• **Work order A**:
Answer these questions about the forum post on the ammonia spike, one answer per line:
(i) What ammonia reading did the 14 gallon tank show on day 11?
(ii) How large a water change was done that day?
(iii) How often, and over what period, is Ammo Lock supposed to be added?
• **Work order B**:
Proceed with the forum post on the ammonia spike, picking up after its last sentence.

• **Study text**:
______________________________
# Ammonia spike on day 11



## HollyinWA (Dec 29, 2009)

I need some suggestions on what else I can do with the ammomia spike in my daughter's 14 gallon tank. It is on day 11 and without getting into details of the history in the last 10 days (talked about that in my other post regarding cycling fishless), it is at 4.0 ammonia. I added ammo lock when it was going up above .25 a day ago. Today since it was reading a strong 4.0, I did a 35% water change and added just the right amount of ammo lock per new water. I also added the water conditioner. I was unsure if I should use both, but was afraid not to treat the tap water with the conditioner. As I studied today, apparently Ammo Lock gets rid of Chlorine, so I may have been able to just use the Ammo Lock. I do have Prime that I just got for my new tank (I have used this back in the past), but I have been using another conditioner for this small tank before I found the Prime. I did not want to change over to prime right now on this tank so just kept using the other one. 

As far as I can read, I am supposed to add Ammo Lock every two days for seven days. Tomorrow will be the second day since the first main tank dose. The fish look ok as far as I can tell. Sometimes I have trouble reading the Tetras. They never seem to be as active as platties and other fish. They kind of flit around. They are all eating fine. Two of the Tetras a little more shy so they are not first to get the food....they have a pecking order established. 

What else can I do right now? I did decrease the feeding. I was very careful not to overfeed. Should I do another water change tomorrow. I can't remember....does the live good bacteria thrive in the water as well? I think I read that they don't but to many or too large of a water change can upset the process. 

Should I add Stability. I almost did this tonight, but thought I would ask. I am only using it in my 55 gallon and not the 14 gallon. I just got it.
______________________________
• **Data below**:
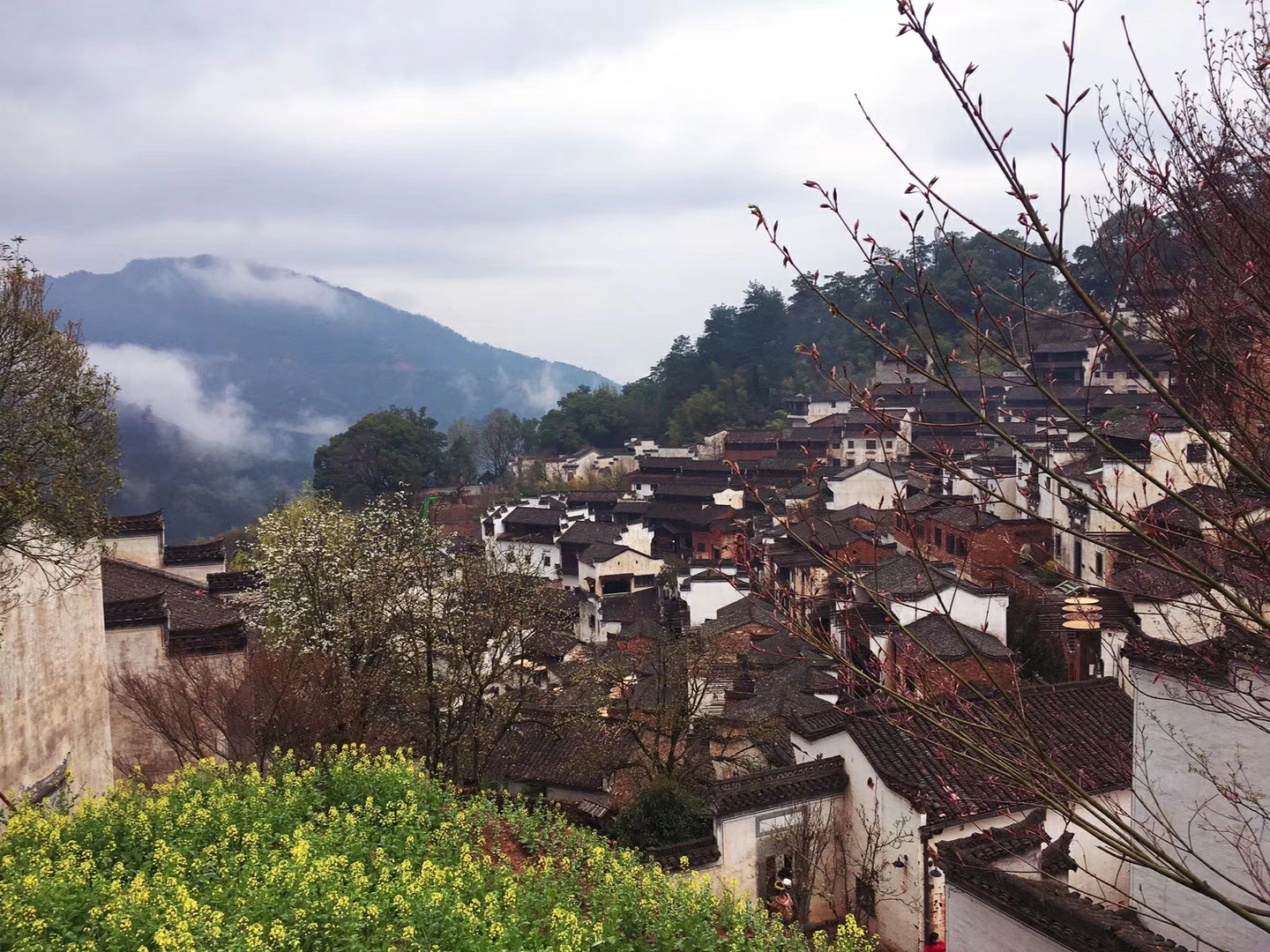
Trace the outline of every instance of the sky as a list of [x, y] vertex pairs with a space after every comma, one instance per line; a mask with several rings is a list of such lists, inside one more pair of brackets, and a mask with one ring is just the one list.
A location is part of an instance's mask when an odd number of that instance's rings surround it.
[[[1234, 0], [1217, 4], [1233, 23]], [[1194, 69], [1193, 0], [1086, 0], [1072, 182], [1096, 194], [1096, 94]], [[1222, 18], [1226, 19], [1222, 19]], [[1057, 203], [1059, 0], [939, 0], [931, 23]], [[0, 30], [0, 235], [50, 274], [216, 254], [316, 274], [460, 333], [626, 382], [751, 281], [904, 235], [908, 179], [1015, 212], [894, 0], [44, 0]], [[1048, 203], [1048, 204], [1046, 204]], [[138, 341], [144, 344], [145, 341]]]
______________________________
• **Reply A**:
(i) 4.0
(ii) 35%
(iii) Every two days for seven days

• **Reply B**:
I just want the fish to be ok and I want to be able to sleep tonight. Thanks.

~Holly


----------



## iamntbatman (Jan 3, 2008)

Rather than mess with all of the chemicals, I think the most important thing to do is just to keep up with water changes. Ideally, when cycling with fish, you don't want the ammonia levels to get above 0.5ppm (0.25 is even better). If you're at 4.0ppm I would starting doing water changes as soon as possible, measuring ammonia levels after each change.

Practically none of your beneficial bacteria live in the water column itself. Most of them live on the surfaces in your tank, including substrate, decor and especially in your filter. A while back we had some discussion as to whether or not water changes during the cycle (intended to reduce ammonia concentrations) would, theoretically, anyway, have any impact on bacteria growth rates. Suffice it to say we were divided on the issue, but in the end it was pretty much a moot point when it came to cycling with fish. You'd rather have your fish survive than have your tank cycled a bit sooner, correct? If that's the case, then you definitely want to be doing those water changes, even if there's a possibility that doing so will lengthen the duration of your cycle.


----------



## HollyinWA (Dec 29, 2009)

iamntbatman said:


> Rather than mess with all of the chemicals, I think the most important thing to do is just to keep up with water changes. Ideally, when cycling with fish, you don't want the ammonia levels to get above 0.5ppm (0.25 is even better). If you're at 4.0ppm I would starting doing water changes as soon as possible, measuring ammonia levels after each change.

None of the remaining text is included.